*** Opening of SOURCE DATA ***
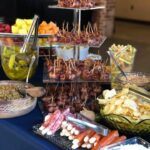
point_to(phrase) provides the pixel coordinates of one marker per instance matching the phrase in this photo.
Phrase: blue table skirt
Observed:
(16, 133)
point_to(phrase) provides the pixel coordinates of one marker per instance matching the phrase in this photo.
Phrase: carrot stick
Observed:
(94, 138)
(106, 140)
(88, 136)
(119, 139)
(79, 138)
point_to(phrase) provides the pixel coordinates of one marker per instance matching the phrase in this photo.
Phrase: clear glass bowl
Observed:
(134, 140)
(16, 64)
(137, 78)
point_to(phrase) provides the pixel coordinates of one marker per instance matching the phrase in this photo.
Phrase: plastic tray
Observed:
(135, 140)
(56, 139)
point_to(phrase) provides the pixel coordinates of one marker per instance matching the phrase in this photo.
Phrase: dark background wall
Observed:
(12, 9)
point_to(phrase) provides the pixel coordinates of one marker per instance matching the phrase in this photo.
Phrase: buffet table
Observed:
(16, 133)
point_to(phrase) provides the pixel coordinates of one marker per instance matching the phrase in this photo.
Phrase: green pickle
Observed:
(16, 64)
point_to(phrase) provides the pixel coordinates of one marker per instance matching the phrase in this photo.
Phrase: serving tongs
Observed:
(140, 92)
(96, 127)
(116, 63)
(27, 39)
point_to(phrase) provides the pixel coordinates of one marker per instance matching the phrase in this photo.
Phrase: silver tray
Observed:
(135, 140)
(82, 8)
(17, 107)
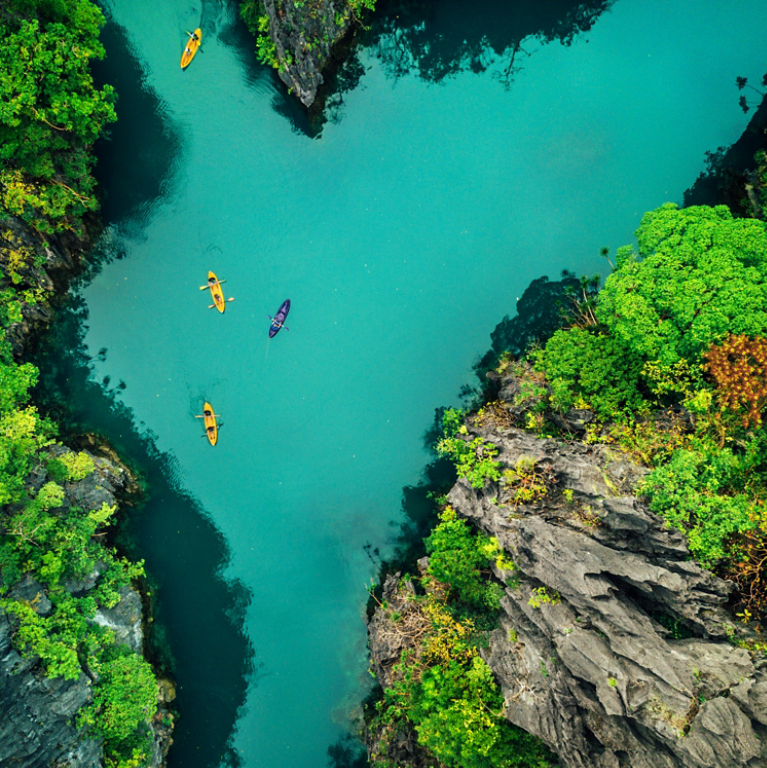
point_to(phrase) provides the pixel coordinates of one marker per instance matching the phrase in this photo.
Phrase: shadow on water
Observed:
(149, 143)
(539, 314)
(198, 635)
(723, 182)
(437, 39)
*** Close of SOURCE DATA ***
INSTRUCTIONS FOR THE TASK: Which lines above hold the string "table"? Copy every one of them.

TASK OUTPUT:
Phrase: blue table skirt
Phrase: buffet table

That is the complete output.